TAREFAS A REALIZAR:
[1] Liste o que, segundo a citação em espanhol do trecho sobre o herói na ficção científica, o herói sofrerá sozinho e impotente.
[2] Imprima sem alterações tudo o que vai de "Solo ante el" até "sus pocos amigos." no trecho sobre o herói na ficção científica.
[3] Responda às perguntas abaixo com base no trecho sobre o herói na ficção científica.
(a) Quais autores, e de que ano, afirmam que o herói é um dos arquétipos do suporte narrativo?
(b) Entre quais períodos esses autores apresentam a transformação do arquétipo de herói?
(c) Como são definidos os heróis positivos?

A estrutura narrativa que aparece com mais força é a do herói que precisa se sacrificar para que a humanidade sobreviva. Bassa e Freixas (1993) afirmam que o herói na ficção-científica é um dos arquétipos que constitui o que os autores chamam de suporte narrativo. Os autores apresentam a transformação do arquétipo de herói da década de 30 até o fim dos 80, mostrando que houve uma transformação dos heróis positivos (definidos como os heróis que defendem a moral de seu tempo) em direção a alguns heróis filosóficos (questionadores de seu próprio tempo, inclusive dos valores da sociedade da época).

Solo ante el peligro, luchando denodadamente, a brazo partido, contra degradaciones sociales, podredumbre, corruptelas administrativas, policías sobornados, multinacionales, CIA, mafia, políticos vendidos, alienígenas y un largo etcétera, nuestro hombre se hallará totalmente aislado en su lucha, sin ninguna apoyatura, despreciado, ante la indiferencia acompañada de sorna de sus conciudadanos, ajenos y obstinadamente al margen o mejor marginando. Sufrirá solo, impotente, las amenazas, ataques y desmanes, en su persona o en la de sus pocos amigos.

REGISTROS FORNECIDOS:
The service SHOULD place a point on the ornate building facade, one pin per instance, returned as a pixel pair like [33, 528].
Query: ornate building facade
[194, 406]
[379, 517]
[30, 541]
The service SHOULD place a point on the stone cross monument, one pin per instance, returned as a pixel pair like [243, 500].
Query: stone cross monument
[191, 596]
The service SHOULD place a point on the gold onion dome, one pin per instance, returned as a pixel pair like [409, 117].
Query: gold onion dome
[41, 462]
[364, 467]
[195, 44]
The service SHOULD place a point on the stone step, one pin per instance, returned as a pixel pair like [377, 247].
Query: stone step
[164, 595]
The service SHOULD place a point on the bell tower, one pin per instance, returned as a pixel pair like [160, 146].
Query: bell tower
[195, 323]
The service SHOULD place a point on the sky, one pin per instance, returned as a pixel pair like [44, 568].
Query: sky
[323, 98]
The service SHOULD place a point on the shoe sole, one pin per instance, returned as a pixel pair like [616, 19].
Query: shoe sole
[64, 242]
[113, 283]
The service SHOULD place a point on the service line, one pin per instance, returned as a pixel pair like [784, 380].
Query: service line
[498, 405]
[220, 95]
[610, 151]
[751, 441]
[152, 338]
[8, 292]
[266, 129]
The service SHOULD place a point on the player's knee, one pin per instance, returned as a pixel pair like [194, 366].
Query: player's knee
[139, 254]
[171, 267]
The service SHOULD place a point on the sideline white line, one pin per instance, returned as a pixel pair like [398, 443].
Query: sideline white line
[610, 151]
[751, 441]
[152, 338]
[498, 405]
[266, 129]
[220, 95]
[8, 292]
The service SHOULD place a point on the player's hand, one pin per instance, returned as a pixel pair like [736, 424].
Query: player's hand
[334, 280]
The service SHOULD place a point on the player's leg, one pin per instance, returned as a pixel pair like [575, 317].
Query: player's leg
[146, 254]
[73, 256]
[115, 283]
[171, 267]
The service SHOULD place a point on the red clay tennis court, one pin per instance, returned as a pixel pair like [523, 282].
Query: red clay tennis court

RESULTADOS FINAIS:
[1]
amenazas
ataques
desmanes

[2]
Solo ante el peligro, luchando denodadamente, a brazo partido, contra degradaciones sociales, podredumbre, corruptelas administrativas, policías sobornados, multinacionales, CIA, mafia, políticos vendidos, alienígenas y un largo etcétera, nuestro hombre se hallará totalmente aislado en su lucha, sin ninguna apoyatura, despreciado, ante la indiferencia acompañada de sorna de sus conciudadanos, ajenos y obstinadamente al margen o mejor marginando. Sufrirá solo, impotente, las amenazas, ataques y desmanes, en su persona o en la de sus pocos amigos.

[3]
(a) Bassa e Freixas, de 1993.
(b) Da década de 30 até o fim dos 80.
(c) Como os heróis que defendem a moral de seu tempo.